*Required tasks*:
• 1. Answer these questions using the Spark post about joining two RDDs:
(a) On which column does the author need to join the two RDDs?
(b) How many items does the second RDD contain?
(c) What file path is the first RDD saved to?
• 2. Reproduce the Spark post about joining two RDDs from "I have two RDDs" up to and including "can join faster?".
• 3. Write what comes next in the Spark post about joining two RDDs, starting after its last line.

*Selected excerpt*:
I have two RDDs each saved in a parquet file. I need to join this two RDDs by
the "id" column. Can I created index on the id column so they can join faster?
Here is the code
case class Example(val id: String, val category: String)
case class DocVector(val id: String, val vector: Vector)
val examples : RDD[Example] = ... // First RDD which contain a few thousands
items
val docVectors : RDD[DocVector] = ... // Second RDD which contains 10
million items
// These two RDDs are saved in parquet files as follow
examples.toDF().saveAsParquetFile("file:///c:/temp/examples.parquet")
docVectors.toDF().saveAsParquetFile("file:///c:/temp/docVectors.parquet")

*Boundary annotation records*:
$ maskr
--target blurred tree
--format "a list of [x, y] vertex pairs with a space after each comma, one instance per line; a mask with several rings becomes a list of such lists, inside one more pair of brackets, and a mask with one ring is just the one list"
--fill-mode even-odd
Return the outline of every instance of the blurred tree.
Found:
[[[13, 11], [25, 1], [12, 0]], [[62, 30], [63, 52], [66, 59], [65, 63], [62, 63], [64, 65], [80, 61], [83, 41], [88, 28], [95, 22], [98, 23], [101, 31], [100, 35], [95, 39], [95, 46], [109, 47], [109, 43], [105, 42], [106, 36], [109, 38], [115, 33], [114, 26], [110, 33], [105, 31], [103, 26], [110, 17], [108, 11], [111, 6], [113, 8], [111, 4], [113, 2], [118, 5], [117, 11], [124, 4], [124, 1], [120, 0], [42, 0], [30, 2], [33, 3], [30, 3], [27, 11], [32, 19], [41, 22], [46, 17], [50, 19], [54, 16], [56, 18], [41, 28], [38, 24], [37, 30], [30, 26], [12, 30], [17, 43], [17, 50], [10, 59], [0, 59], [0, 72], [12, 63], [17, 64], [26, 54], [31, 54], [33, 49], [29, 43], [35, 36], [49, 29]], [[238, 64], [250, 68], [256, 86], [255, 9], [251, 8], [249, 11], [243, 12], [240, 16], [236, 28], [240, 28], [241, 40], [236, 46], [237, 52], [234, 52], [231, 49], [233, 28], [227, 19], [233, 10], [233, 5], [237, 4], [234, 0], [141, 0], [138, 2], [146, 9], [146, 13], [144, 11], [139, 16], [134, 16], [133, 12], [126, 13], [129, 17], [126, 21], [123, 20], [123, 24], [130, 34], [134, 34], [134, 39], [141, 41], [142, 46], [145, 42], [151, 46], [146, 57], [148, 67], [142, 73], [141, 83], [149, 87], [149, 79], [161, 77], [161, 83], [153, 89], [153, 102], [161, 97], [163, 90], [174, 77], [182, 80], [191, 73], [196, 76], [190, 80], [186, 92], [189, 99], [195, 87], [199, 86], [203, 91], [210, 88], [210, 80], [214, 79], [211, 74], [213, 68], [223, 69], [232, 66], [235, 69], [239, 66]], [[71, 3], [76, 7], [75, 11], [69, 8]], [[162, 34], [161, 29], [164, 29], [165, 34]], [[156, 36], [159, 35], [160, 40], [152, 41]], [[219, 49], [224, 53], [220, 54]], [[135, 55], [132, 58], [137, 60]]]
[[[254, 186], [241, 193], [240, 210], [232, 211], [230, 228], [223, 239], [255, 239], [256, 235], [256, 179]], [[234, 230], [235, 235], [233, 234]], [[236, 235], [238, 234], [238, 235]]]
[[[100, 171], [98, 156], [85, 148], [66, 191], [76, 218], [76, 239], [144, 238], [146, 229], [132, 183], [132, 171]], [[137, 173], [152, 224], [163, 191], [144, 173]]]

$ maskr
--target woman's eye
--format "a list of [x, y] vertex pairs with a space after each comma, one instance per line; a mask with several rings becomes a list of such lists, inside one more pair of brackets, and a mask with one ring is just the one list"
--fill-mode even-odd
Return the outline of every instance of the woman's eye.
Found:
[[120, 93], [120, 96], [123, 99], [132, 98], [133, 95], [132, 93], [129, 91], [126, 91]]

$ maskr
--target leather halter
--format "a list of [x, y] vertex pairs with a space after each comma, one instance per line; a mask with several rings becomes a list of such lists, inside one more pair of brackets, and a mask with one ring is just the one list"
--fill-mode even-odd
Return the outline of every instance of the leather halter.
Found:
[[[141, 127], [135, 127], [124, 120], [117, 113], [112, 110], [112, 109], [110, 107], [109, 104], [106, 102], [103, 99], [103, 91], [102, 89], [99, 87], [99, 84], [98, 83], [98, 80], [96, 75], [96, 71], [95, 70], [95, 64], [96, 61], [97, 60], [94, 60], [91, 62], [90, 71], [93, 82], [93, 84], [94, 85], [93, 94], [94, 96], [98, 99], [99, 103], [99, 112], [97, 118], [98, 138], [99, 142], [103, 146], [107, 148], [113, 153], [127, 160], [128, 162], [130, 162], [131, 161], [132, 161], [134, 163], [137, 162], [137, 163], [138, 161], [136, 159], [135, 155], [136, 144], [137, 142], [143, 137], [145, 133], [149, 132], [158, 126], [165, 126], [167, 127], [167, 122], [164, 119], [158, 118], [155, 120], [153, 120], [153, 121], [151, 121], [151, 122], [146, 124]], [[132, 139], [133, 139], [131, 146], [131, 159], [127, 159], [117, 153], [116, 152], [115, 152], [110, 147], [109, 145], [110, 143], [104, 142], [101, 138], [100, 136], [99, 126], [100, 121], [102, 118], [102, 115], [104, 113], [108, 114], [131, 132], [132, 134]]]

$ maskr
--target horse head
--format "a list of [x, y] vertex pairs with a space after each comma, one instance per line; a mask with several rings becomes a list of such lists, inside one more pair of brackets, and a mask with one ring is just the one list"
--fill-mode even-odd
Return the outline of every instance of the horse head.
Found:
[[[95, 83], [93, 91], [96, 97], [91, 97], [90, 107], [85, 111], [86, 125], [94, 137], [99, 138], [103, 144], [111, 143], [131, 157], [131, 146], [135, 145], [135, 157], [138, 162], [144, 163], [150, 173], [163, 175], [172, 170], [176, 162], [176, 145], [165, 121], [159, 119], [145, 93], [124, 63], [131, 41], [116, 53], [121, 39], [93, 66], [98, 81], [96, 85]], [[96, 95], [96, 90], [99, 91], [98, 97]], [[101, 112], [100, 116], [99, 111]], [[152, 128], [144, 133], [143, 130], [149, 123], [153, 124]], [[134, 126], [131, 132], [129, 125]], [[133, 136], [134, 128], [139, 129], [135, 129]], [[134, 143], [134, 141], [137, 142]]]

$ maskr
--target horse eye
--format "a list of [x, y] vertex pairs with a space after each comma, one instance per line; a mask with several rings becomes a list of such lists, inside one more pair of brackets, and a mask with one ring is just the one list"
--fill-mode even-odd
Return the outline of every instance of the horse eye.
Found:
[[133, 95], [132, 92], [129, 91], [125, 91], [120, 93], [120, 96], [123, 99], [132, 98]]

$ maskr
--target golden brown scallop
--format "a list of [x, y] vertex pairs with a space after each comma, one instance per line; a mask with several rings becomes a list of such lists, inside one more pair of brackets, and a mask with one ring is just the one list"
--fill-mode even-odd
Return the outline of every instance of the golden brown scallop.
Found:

*Solved problems*:
• 1.
(a) The "id" column.
(b) 10 million items.
(c) file:///c:/temp/examples.parquet

• 2.
I have two RDDs each saved in a parquet file. I need to join this two RDDs by
the "id" column. Can I created index on the id column so they can join faster?

• 3.
// Now I need to join these two RDDs stored in the parquet files
val dfExamples = sqlContext.parquetFile("file:///c:/temp/docVectors.parquet")
val dfDocVectors = sqlContext.parquetFile(docVectorsParquet) // DataFrame of
(id, vector)
dfExamples.join(dfDocVectors, dfExamples("id") ===
dfDocVectors("id")).select(dfDocVectors("id"), dfDocVectors("vector"),
dfExamples("cat"))
I need to perform such kind of join many times. To speed up the join, can I
create index on the "id" column in the parquet file like what I can do to a
database table?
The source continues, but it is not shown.